§ **Schriftliche Aufgabe 1**
Unter welchen Bedingungen können laut dem Auszug über Gehorsam auch Erwachsene die Idealisierung des Aggressors wiederholen?
§ **Schriftliche Aufgabe 2**
Führe den Auszug über Gehorsam im Anschluss an seinen letzten Satz weiter.

§ **Auszug**
* * * *

Die Auswirkung einer autoritären Gesellschaft sind immer
verhängnisvoll. Gehorsam ist stets die Unterwerfung
unter den Willen eines anderen, weil dieser andere Macht
über einen hat. Wenn Eltern ihren Kindern gewaltsam
ihren Willen aufzwingen, so kann das bei den Kindern
Todesängste auslösen. Wenn ein Kind von denjenigen, die
es schützen sollten, körperlich oder seelisch
überwältigt und mißhandelt wird, wird die Angst so
übermächtig, daß sie nicht mehr auszuhalten ist. Die
Angst ist dann so ungeheuerlich, daß sie nicht nur
einfach verdrängt, sondern abgepalten wird.

Der Psychoanalytiker Arno Gruen beschreibt beschreibt
diese Verwandlung der Gefühle so: "Um diese Angst, wie
auch mit ihr verbundenen Schmerz von sich weghalten zu
können, geschieht etwas Außergewöhnliches. Das Kind
fängt an, seine Unterdrücker, den Aggressor, zu
idealisieren, ihn zum Objekt seiner Identifikation zu
machen. Auch Erwachsenen können diesen Vorgang unter den
Bedingungen einer Gefangenschaft oder Folter
wiederholen. Diese Extremsituation tritt immer dann ein,
wenn ein Kind oder ein Erwachsener keinen Ausweg sieht,
wenn er also keinen Schutz bei Mitmenschen findet. Wenn
jede Hilfe ausbleibt, dann geschieht noch etwas in der
Psyche des Menschen. Er gibt sich selbst Schuld an der
Strafe und Gewalttätigkeit, die er erleiden muß. In
seiner Psyche entsteht die Vorstellung, daß er schlecht
und nicht liebenswert sei. Das ist der Anfang von
Selbsthaß und Haß.

* * * *

§ **Extrahierte Daten**
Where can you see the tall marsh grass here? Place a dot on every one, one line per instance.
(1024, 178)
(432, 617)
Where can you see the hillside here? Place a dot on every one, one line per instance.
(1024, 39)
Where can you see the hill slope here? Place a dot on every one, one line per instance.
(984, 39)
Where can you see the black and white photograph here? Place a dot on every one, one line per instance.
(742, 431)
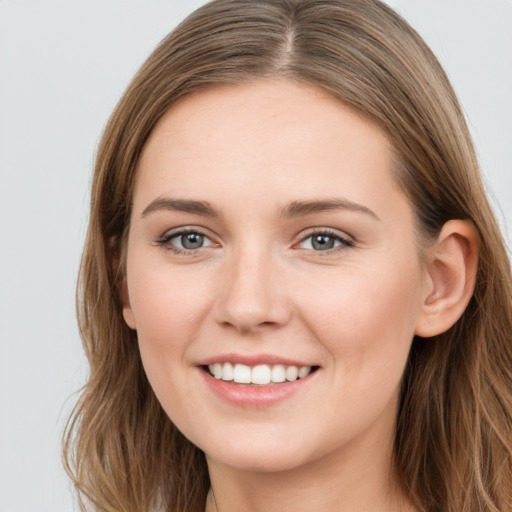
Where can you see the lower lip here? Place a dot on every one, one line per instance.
(255, 396)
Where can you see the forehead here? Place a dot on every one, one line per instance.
(272, 140)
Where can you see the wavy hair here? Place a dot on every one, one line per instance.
(453, 447)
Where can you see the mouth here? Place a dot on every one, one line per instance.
(258, 375)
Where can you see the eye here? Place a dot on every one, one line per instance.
(185, 241)
(324, 241)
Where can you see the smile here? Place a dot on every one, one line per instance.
(261, 374)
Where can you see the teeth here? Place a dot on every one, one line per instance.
(227, 371)
(242, 374)
(278, 373)
(292, 372)
(304, 371)
(261, 374)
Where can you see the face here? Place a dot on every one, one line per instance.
(273, 276)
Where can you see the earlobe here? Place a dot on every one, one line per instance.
(451, 267)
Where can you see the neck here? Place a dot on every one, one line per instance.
(344, 481)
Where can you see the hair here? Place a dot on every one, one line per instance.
(453, 446)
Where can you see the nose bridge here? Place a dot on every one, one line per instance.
(252, 295)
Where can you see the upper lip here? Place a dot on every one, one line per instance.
(253, 360)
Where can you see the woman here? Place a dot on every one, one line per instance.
(293, 291)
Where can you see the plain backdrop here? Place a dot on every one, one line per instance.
(63, 66)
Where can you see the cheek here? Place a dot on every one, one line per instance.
(366, 319)
(168, 308)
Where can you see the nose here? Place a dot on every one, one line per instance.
(253, 293)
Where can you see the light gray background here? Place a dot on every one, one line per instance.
(63, 65)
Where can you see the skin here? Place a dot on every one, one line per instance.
(258, 286)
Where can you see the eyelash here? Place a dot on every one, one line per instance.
(344, 242)
(165, 241)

* * * *

§ **Ergebnis 1**
Unter den Bedingungen einer Gefangenschaft oder Folter.

§ **Ergebnis 2**
------------

Die politischen Konsequenzen der Identifikation mit dem Aggressor
Das Bedürfnis, bestrafen zu müssen

Eine Identität, die auf Identifikation mit Autorität
basiert, hat nichts mit Eigenständigkeit zu tun. Mit
solch einer Entwicklung kommt es dazu, dass aus
menschlicher Identität eine Attrappe wird, die zwar die
Sprache des Menschseins nachahmt, das Herz des Menschen
aber verrät. Solch eine Entwicklung hat politische
Konsequenzen, die zur freiwilligen Knechtschaft und das
Bestrafen anderer führen.

Wir leben in einer Welt, in der wir zunehmend
voneinander abhängig werden und uns dennoch immer mehr
gegeneinander wenden. Warum stellen sich Menschen gegen
das, was sie miteinander verbindet, gegen das, was sie
miteinander gemeinsam haben - ihr Menschsein?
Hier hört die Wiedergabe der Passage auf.